## Begin Data rows

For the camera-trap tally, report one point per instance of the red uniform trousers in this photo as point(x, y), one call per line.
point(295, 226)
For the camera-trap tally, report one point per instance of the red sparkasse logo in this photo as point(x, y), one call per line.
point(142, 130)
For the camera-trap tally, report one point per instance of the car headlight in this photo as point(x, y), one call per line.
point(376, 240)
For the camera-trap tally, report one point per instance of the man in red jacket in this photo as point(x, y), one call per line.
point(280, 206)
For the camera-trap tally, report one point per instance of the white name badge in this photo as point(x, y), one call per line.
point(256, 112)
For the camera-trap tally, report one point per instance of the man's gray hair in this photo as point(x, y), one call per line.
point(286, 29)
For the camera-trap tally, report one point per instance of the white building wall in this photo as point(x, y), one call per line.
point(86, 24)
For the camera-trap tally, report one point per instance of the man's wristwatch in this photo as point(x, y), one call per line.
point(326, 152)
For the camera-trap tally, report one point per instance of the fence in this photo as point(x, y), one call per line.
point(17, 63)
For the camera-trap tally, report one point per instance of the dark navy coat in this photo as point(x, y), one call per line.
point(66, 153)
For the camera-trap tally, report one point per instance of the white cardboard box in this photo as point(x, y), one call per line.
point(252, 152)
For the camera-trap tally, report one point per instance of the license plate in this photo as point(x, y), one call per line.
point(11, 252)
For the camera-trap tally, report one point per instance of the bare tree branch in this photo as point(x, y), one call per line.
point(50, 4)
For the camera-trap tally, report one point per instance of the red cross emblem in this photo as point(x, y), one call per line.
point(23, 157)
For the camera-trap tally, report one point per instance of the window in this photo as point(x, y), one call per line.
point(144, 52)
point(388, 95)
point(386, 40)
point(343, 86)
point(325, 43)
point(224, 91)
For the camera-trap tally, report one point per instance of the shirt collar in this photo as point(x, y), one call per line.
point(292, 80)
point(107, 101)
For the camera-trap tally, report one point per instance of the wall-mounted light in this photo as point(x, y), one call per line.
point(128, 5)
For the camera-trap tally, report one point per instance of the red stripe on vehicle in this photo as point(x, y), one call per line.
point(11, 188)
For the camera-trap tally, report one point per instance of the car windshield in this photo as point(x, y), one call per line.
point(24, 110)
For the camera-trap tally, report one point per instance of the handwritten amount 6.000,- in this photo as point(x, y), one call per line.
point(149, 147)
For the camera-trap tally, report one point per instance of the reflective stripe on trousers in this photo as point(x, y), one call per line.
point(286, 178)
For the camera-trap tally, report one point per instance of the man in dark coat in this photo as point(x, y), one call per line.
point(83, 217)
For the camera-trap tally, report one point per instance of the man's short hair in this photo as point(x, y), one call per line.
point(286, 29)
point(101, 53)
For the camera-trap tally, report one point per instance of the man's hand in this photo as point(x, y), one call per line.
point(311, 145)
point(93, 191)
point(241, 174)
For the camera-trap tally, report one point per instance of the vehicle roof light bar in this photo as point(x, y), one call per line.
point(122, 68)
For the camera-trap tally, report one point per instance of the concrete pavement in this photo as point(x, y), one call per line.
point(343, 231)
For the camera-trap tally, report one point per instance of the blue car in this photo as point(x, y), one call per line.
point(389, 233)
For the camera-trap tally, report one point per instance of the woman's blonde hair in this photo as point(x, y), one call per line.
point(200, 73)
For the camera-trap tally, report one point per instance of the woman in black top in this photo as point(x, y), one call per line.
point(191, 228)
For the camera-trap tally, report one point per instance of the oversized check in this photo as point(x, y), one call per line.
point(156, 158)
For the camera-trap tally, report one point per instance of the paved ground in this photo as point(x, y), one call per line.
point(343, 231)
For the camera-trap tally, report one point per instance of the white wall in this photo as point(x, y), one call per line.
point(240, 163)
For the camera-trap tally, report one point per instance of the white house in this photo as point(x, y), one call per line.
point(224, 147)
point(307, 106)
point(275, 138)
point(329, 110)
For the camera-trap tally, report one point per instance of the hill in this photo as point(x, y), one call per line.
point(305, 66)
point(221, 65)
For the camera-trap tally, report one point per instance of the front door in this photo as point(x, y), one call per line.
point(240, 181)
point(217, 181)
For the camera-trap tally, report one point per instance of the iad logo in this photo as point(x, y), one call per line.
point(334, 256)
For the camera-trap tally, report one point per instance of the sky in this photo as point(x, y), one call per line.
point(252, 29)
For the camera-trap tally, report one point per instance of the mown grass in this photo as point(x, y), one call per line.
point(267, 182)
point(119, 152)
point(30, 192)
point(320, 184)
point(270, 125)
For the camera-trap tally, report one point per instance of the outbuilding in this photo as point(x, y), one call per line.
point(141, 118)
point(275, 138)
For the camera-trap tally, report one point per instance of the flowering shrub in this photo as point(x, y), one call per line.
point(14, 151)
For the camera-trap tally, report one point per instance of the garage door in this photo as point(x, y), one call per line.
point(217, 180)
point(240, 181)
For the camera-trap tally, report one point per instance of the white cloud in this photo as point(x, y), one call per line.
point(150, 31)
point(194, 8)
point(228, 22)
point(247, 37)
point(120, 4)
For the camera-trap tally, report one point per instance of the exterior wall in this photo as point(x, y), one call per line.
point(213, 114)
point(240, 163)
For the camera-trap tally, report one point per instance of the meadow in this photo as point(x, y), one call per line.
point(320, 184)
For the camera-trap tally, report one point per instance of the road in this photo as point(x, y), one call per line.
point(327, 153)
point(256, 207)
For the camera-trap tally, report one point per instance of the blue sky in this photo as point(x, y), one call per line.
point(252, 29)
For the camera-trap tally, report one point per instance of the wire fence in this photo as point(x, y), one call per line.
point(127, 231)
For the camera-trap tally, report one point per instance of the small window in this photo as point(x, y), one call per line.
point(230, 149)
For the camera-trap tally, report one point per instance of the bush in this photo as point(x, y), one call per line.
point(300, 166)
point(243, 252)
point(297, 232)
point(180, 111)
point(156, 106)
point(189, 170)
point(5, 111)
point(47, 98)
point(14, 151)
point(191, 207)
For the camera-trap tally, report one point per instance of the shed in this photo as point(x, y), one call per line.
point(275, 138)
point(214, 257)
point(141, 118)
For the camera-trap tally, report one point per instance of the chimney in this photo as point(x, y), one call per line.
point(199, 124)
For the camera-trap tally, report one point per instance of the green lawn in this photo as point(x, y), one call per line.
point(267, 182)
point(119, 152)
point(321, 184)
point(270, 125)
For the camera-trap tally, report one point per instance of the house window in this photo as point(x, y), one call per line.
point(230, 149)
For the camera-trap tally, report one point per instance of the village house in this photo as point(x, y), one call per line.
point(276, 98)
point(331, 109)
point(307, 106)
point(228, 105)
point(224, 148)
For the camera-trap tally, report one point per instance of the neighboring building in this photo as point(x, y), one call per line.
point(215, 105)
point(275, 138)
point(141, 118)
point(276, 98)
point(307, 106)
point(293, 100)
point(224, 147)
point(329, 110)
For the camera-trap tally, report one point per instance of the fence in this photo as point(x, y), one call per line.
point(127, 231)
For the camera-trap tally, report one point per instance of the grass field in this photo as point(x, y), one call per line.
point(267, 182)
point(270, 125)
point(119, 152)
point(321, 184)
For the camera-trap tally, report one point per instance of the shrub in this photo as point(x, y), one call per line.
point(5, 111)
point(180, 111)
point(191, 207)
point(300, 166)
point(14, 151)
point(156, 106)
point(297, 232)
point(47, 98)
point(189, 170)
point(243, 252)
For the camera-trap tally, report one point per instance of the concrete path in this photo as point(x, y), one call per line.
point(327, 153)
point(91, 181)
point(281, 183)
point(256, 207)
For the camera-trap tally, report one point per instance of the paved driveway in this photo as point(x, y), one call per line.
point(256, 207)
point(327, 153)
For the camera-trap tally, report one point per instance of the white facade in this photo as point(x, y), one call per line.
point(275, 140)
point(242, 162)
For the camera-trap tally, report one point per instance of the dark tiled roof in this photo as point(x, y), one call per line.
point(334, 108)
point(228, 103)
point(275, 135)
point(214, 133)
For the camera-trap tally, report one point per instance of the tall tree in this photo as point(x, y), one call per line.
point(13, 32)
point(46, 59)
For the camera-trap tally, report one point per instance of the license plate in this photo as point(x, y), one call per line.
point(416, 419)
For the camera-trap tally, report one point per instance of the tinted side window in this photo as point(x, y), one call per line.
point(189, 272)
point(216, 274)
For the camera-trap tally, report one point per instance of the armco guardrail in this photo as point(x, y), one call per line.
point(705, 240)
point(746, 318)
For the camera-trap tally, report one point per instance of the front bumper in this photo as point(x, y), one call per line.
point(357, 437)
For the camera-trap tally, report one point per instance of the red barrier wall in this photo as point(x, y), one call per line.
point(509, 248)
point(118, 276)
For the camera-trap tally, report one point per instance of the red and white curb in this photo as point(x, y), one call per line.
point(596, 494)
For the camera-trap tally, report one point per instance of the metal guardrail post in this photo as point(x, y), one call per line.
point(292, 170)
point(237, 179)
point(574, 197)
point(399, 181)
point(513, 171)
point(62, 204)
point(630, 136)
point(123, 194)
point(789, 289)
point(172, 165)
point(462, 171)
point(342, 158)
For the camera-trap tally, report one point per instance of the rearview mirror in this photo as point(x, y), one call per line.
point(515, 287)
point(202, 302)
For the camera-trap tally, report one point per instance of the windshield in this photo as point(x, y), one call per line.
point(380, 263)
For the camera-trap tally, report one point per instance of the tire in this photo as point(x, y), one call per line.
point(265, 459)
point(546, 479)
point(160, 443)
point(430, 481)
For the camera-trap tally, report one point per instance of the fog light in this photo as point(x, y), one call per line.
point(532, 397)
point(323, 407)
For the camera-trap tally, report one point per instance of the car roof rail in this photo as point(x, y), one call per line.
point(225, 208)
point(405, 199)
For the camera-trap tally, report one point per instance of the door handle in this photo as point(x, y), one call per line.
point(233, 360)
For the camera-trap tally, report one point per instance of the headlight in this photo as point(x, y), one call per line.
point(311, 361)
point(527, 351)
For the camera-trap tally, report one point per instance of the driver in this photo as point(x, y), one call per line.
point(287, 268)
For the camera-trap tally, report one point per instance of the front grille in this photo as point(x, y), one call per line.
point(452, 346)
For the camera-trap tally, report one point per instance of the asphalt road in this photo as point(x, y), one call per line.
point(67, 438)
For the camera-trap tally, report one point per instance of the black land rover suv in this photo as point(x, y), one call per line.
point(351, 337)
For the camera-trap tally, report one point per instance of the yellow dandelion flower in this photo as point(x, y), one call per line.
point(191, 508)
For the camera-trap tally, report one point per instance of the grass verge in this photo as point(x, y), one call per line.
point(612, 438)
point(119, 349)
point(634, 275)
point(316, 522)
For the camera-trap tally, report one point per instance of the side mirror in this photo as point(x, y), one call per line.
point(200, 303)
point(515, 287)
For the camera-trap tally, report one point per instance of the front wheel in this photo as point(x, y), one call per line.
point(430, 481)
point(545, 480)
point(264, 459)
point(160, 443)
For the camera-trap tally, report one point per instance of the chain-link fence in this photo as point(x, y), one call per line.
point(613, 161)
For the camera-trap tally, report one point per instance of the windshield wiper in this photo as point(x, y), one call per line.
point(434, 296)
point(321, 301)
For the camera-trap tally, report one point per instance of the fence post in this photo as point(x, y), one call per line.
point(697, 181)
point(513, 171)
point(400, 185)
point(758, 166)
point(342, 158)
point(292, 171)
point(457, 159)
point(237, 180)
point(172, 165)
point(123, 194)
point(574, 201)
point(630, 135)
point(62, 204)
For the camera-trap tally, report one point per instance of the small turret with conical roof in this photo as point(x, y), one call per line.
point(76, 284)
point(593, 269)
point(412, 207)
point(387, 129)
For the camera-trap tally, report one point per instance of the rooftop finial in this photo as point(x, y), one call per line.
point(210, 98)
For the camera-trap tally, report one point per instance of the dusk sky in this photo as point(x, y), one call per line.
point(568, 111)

## End Data rows

> _Task requirements_
Rewrite the material as a Markdown table with the columns Row and Line, starting at the line that contains "the windshield wiper" and running through the end of the material. Number each line in Row, and leave out blank lines.

> _Solution_
| Row | Line |
|---|---|
| 1 | For the camera-trap tally, report one point per instance of the windshield wiper in this photo as point(x, y), one call per line. |
| 2 | point(434, 296) |
| 3 | point(321, 301) |
| 4 | For the camera-trap tally, report one point per instance of the fence post in this photo as point(x, y), one call per line. |
| 5 | point(697, 181) |
| 6 | point(513, 171) |
| 7 | point(400, 185) |
| 8 | point(758, 166) |
| 9 | point(342, 158) |
| 10 | point(292, 171) |
| 11 | point(457, 159) |
| 12 | point(237, 180) |
| 13 | point(172, 165) |
| 14 | point(123, 194) |
| 15 | point(574, 201) |
| 16 | point(630, 135) |
| 17 | point(62, 204) |
| 18 | For the camera-trap tally, report one point per instance of the small turret with conical roof in this photo as point(x, y), one call per line. |
| 19 | point(76, 284) |
| 20 | point(593, 269) |
| 21 | point(412, 207) |
| 22 | point(387, 129) |
| 23 | For the camera-trap tally, report one point per instance of the rooftop finial in this photo as point(x, y), one call per line. |
| 24 | point(210, 98) |
| 25 | For the camera-trap tally, report one point per instance of the dusk sky in this photo as point(x, y), one call per line. |
| 26 | point(568, 111) |